### REQUIREMENT
Starting at the first of the lines and stopping after the line that contains "(1242, 795)", set down those lines as a numbered list, skipping any blank lines and leaving out the pictures.

★ ★ ★ ★ ★ ★ ★

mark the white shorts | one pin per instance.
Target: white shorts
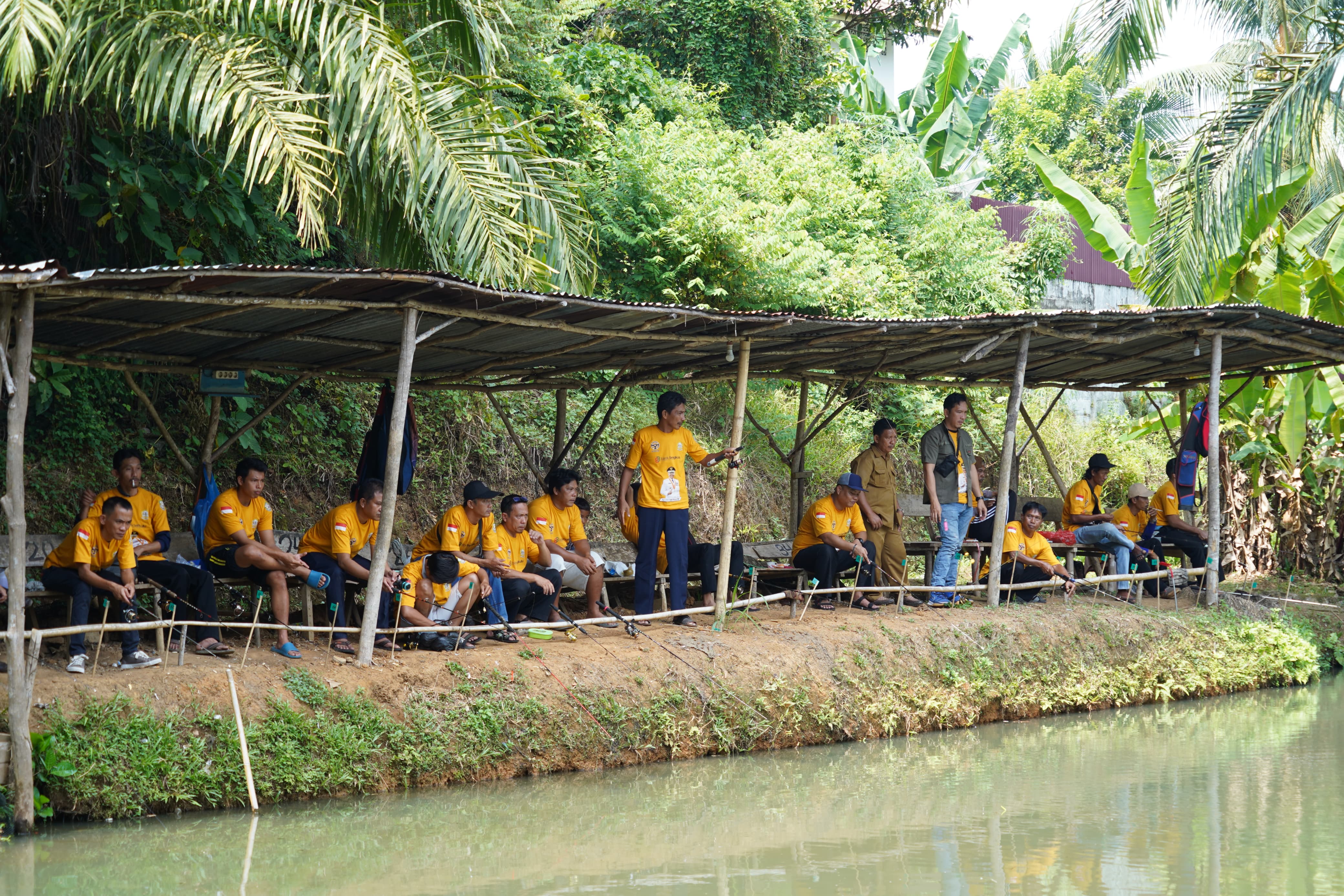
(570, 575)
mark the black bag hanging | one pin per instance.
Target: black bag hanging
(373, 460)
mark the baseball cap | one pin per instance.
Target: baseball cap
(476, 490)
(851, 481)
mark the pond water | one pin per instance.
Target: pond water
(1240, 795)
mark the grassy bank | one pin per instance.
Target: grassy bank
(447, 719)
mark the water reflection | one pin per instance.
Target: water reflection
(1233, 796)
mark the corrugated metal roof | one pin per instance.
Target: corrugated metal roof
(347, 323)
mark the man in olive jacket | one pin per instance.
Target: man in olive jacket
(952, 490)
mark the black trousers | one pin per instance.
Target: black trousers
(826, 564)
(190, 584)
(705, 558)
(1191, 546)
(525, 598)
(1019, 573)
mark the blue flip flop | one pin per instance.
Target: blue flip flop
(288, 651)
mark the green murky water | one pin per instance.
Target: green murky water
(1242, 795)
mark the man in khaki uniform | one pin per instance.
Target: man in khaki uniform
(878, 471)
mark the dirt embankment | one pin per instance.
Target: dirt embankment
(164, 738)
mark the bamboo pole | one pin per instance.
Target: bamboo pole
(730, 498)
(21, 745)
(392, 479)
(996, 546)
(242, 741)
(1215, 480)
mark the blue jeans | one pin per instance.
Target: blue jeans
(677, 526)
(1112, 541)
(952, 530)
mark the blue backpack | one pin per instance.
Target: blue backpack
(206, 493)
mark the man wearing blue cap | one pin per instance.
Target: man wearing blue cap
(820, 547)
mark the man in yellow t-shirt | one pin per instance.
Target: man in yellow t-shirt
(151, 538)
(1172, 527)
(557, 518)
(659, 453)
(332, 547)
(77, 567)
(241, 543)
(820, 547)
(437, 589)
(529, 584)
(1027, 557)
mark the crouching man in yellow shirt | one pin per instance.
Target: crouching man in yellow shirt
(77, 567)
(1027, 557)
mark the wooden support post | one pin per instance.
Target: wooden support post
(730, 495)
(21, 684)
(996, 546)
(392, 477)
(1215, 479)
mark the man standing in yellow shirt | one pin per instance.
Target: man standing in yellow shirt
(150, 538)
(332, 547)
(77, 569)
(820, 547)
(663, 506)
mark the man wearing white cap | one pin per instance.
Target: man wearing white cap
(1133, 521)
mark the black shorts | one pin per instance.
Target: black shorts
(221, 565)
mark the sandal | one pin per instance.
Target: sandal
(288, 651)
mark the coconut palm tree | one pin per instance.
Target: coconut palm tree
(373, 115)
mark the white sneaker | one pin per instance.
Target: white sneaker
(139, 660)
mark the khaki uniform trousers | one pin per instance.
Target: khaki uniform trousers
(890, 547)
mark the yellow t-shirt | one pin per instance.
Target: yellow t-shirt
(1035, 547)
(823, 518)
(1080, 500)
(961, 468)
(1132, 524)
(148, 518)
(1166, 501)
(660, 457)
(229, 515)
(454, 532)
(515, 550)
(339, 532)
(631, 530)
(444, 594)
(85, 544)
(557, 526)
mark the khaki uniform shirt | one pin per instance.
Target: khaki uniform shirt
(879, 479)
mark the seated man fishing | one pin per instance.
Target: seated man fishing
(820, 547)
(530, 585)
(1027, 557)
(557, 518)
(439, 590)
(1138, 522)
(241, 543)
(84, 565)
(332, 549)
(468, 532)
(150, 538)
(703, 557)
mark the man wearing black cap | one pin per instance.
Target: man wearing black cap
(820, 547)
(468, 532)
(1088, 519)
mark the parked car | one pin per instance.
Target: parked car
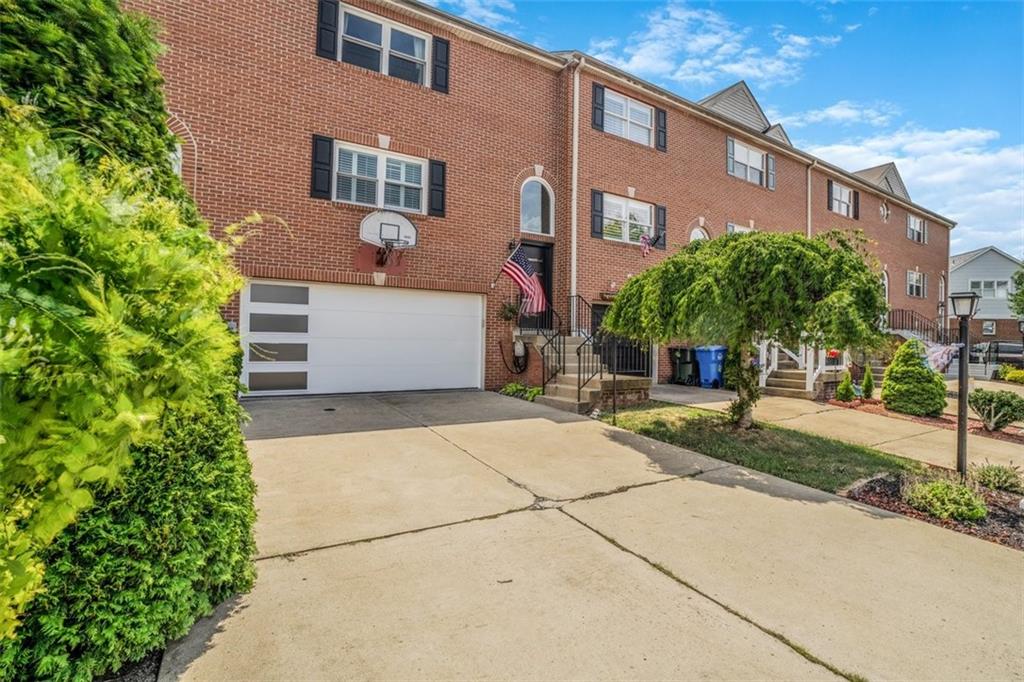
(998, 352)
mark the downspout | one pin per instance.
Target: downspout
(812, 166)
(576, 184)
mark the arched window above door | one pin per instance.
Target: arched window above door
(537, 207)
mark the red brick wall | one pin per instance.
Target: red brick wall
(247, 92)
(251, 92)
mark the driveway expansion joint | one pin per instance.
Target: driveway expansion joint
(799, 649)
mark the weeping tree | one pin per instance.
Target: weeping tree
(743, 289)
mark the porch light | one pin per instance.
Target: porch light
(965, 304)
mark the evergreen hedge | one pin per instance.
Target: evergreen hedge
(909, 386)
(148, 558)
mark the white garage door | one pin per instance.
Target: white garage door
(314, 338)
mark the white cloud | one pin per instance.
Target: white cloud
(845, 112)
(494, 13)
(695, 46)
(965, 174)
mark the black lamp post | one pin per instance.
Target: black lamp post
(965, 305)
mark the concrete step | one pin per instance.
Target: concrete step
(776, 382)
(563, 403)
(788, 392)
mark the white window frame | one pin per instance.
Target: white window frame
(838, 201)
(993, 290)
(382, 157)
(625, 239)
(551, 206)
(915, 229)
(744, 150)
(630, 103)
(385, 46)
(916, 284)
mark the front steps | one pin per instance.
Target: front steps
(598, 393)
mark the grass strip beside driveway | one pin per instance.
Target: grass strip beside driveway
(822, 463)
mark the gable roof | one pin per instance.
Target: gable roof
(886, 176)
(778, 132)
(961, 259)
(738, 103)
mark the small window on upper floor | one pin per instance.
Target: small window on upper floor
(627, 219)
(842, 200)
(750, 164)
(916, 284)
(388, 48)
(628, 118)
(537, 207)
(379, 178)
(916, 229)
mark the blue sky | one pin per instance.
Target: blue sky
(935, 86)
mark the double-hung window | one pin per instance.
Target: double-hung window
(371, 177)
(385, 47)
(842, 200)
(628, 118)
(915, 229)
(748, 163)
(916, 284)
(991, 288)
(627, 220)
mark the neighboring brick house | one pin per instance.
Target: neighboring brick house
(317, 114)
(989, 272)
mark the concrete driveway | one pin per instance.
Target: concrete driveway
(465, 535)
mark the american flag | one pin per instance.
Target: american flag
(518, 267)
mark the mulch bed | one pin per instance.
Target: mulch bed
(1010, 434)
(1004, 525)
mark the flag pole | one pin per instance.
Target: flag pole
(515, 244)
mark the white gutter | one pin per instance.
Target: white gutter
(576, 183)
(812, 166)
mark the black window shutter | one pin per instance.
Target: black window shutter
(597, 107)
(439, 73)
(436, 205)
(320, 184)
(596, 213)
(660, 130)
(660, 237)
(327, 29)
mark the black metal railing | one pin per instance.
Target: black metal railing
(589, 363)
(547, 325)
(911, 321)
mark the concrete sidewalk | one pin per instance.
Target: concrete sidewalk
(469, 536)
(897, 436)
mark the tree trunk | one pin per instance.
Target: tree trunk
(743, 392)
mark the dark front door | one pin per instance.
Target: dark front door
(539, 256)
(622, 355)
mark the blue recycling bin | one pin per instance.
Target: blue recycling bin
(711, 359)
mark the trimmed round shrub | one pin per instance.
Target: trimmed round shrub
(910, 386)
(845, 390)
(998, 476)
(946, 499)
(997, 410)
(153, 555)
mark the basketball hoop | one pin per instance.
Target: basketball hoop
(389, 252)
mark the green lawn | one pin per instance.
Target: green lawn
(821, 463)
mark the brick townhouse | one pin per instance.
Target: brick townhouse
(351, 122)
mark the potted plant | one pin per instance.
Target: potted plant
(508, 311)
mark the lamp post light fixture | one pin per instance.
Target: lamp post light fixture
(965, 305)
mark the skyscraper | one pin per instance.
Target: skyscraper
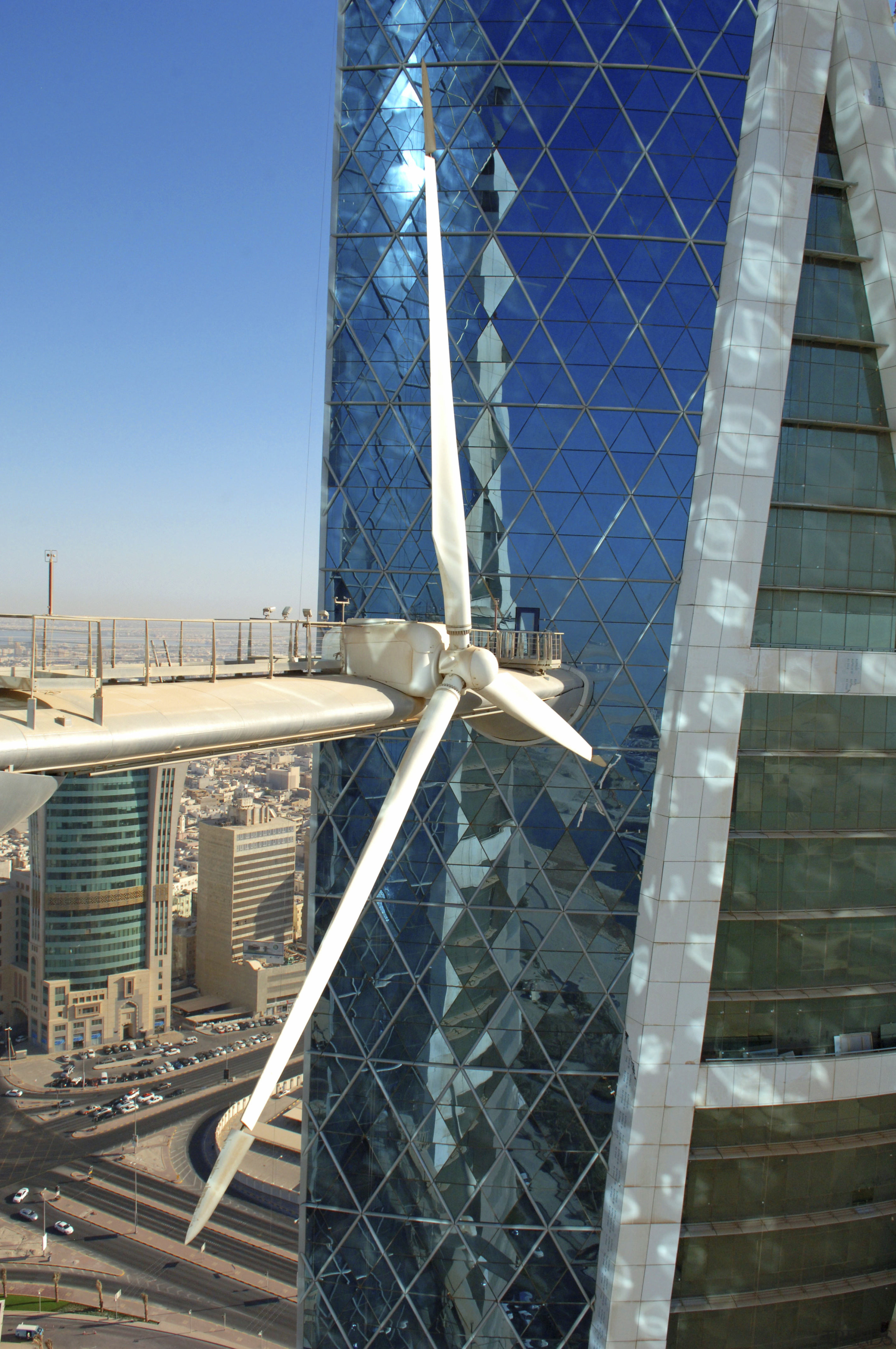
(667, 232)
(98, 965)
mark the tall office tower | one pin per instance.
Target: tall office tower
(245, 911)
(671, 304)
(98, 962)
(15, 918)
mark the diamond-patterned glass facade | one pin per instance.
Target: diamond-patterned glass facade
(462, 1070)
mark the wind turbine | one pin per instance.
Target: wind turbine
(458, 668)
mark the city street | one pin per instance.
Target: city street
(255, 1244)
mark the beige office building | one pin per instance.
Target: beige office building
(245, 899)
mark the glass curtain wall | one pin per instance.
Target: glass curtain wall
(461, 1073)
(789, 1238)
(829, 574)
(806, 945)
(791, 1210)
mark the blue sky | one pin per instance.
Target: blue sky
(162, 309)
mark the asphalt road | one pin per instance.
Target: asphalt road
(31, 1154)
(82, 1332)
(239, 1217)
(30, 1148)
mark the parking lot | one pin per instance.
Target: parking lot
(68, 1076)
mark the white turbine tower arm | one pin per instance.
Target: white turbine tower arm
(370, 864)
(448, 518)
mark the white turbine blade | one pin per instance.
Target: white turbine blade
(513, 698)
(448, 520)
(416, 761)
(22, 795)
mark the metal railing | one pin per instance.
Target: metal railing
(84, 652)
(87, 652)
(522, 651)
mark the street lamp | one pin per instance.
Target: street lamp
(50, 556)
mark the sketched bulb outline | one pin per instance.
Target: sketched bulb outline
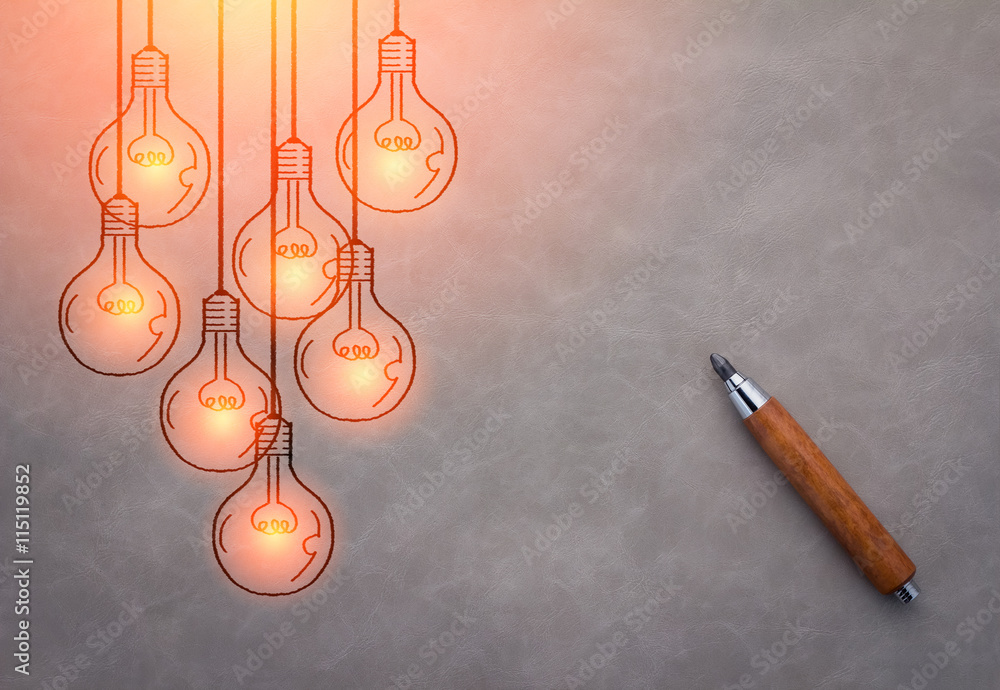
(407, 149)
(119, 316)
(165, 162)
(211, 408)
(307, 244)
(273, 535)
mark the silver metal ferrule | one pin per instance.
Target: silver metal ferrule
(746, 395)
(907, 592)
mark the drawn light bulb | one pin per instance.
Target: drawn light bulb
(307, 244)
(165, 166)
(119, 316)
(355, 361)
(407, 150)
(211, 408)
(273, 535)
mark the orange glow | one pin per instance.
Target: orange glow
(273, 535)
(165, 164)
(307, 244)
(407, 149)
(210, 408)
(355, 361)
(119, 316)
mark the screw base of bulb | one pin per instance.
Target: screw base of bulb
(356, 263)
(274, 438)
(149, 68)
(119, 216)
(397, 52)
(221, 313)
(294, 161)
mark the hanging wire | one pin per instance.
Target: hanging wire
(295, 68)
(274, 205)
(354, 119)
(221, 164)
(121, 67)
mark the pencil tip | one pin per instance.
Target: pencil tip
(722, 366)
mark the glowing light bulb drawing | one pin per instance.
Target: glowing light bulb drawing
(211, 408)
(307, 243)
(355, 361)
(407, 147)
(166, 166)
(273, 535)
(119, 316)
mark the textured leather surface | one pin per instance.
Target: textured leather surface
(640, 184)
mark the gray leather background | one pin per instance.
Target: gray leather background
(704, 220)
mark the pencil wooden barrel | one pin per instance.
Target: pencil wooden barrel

★ ★ ★ ★ ★ ★ ★

### OUTPUT OF THE EXERCISE
1. mark the white shorts | one pin per instance.
2. Target: white shorts
3. (570, 575)
4. mark the black bag hanging | one pin per instance.
5. Target: black bag hanging
6. (373, 460)
7. mark the baseball cap | one pin per instance.
8. Target: baseball cap
9. (476, 490)
10. (851, 481)
11. mark the pond water | one pin per instance.
12. Target: pond water
13. (1240, 795)
14. mark the grassy bank | one pin per instance.
15. Target: grassy bank
16. (447, 719)
17. mark the water reflection | one pin per instance.
18. Target: water reflection
19. (1233, 796)
20. mark the corrugated metal roof | one pin per instance.
21. Target: corrugated metal roof
22. (347, 323)
23. mark the man in olive jacket | one pin per instance.
24. Target: man in olive jacket
25. (952, 490)
26. mark the black trousers | one pin per instance.
27. Target: black trousers
28. (826, 564)
29. (190, 584)
30. (705, 558)
31. (1191, 546)
32. (525, 598)
33. (1019, 573)
34. mark the blue flip flop | one pin per instance.
35. Target: blue flip flop
36. (288, 651)
37. mark the green murky water | one pin per instance.
38. Target: green murky water
39. (1242, 795)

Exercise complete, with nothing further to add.